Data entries
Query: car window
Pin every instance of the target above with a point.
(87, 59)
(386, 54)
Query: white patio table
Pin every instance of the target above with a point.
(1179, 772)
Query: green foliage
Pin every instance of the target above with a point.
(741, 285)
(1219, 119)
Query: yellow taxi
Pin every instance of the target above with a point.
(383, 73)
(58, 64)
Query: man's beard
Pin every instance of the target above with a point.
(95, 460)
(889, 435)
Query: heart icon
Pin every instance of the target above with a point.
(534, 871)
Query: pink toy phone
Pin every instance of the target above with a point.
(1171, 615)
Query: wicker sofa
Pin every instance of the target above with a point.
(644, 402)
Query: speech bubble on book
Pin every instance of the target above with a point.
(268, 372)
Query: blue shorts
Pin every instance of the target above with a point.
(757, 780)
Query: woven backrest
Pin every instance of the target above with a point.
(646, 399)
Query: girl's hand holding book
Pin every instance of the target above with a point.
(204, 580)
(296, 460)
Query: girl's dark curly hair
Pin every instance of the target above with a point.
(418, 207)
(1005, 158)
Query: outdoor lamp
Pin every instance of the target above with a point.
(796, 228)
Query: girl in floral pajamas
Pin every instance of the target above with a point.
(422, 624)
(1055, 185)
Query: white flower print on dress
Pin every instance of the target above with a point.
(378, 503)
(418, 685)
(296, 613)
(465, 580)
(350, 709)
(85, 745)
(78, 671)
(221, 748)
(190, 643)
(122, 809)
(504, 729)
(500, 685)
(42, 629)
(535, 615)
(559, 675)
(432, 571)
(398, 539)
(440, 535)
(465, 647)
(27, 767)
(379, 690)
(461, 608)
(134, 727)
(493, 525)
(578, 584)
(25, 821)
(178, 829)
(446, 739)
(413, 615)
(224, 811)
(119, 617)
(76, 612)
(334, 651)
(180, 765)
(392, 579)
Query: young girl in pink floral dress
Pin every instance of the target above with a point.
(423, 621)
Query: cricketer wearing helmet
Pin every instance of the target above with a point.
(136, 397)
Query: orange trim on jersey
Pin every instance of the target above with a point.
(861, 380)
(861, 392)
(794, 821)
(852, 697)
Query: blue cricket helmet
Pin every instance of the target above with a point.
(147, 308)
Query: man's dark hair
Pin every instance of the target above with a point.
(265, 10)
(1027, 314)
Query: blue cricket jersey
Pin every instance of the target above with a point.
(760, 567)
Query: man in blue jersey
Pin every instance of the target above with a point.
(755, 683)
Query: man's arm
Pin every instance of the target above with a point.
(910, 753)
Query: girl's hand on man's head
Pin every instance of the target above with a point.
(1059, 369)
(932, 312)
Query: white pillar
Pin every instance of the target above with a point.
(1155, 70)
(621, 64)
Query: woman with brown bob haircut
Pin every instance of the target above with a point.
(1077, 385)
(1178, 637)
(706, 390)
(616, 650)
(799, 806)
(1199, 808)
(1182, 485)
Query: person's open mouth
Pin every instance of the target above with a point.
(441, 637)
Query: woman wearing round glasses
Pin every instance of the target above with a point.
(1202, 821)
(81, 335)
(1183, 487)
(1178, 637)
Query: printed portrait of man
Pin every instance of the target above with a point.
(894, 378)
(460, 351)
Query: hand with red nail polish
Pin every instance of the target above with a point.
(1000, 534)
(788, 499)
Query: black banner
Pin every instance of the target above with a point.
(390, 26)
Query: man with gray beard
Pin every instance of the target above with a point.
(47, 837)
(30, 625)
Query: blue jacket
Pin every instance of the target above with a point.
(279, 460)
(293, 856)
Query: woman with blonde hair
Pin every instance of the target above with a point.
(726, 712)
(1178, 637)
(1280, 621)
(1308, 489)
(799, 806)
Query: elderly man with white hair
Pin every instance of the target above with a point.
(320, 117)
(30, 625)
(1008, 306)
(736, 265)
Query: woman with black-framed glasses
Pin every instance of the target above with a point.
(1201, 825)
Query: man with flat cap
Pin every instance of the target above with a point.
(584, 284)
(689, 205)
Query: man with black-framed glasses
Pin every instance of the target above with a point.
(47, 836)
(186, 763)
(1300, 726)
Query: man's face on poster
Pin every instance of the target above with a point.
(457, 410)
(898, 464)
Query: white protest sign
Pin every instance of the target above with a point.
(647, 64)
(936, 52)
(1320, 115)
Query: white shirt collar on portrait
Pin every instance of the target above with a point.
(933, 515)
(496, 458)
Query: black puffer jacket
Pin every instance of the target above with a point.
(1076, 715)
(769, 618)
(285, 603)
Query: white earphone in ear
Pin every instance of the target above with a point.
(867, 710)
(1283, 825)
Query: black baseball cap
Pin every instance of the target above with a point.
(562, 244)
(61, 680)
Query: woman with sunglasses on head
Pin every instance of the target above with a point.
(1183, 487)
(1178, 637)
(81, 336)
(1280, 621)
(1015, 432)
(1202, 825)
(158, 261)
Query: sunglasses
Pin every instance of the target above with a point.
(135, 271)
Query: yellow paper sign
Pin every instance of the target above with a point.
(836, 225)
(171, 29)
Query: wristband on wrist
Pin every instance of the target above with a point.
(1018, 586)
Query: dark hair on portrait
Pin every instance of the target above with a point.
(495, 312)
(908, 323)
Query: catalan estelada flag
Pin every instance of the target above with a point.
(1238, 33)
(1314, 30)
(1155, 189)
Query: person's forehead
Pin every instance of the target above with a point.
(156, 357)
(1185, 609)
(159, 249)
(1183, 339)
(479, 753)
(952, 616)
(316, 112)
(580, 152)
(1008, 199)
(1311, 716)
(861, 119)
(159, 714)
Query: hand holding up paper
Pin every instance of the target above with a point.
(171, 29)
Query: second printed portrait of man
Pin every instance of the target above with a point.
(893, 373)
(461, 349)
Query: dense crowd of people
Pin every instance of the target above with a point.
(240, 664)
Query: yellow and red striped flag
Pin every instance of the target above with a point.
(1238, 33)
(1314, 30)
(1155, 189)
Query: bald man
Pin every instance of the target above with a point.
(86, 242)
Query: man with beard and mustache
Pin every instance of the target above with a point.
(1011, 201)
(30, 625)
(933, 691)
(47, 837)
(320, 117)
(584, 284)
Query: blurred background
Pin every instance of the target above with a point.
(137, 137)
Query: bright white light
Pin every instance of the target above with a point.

#### PROBLEM DESCRIPTION:
Your answer should be the lines above from the one containing "Query: wicker sofa" through the one containing "Query: woman with brown bob haircut", copied exactly and with both ends kept.

#### RESPONSE TO THE TASK:
Query: wicker sofa
Pin every instance of the target above with a point.
(644, 402)
Query: speech bubble on book
Pin every instance of the target above with a point.
(268, 372)
Query: blue shorts
Pin every instance of the target above with a point.
(757, 780)
Query: woven backrest
Pin every instance of the target above with a point.
(646, 399)
Query: girl's hand holding book
Pin every instance of the target above with a point.
(204, 580)
(296, 460)
Query: girl's dark curly hair
Pin every instance of the target above with a point.
(418, 207)
(1005, 158)
Query: outdoor lamp
Pin every instance of the target above with a point.
(796, 228)
Query: girl in floral pajamas
Pin every instance of the target above with a point.
(422, 624)
(1055, 185)
Query: white flower print on dress
Pin every instance of the target above with a point.
(378, 503)
(418, 685)
(296, 613)
(465, 580)
(350, 709)
(85, 745)
(78, 671)
(221, 748)
(190, 643)
(122, 809)
(504, 729)
(500, 685)
(42, 629)
(535, 615)
(559, 675)
(432, 571)
(398, 539)
(440, 535)
(465, 647)
(27, 767)
(379, 690)
(461, 608)
(134, 727)
(493, 525)
(578, 584)
(25, 821)
(178, 829)
(446, 739)
(413, 615)
(224, 811)
(119, 617)
(76, 612)
(334, 651)
(180, 765)
(392, 579)
Query: young girl in pink floral dress
Pin every instance of the target above with a point.
(423, 621)
Query: cricketer wearing helmet
Pin every instance of the target above with a point.
(136, 397)
Query: orange trim on jersey
Pin every instance of the target above with a point.
(861, 380)
(861, 392)
(794, 821)
(852, 697)
Query: blue cricket helmet
Pin every instance of the target above with a point.
(147, 308)
Query: man's dark hair
Pin every instance of the target above with a point.
(265, 10)
(1027, 314)
Query: blue cricket jersey
Pin every instance of the target above with a point.
(760, 567)
Query: man in blue jersey
Pin every instance of the target above with a point.
(755, 683)
Query: man's arm
Pin every instance of the target above with a point.
(910, 753)
Query: girl's hand on man's head
Pin every instance of the target above with a point.
(1059, 369)
(932, 312)
Query: white pillar
Pin every instance of the target above with a point.
(1155, 70)
(621, 64)
Query: woman with brown bob haircut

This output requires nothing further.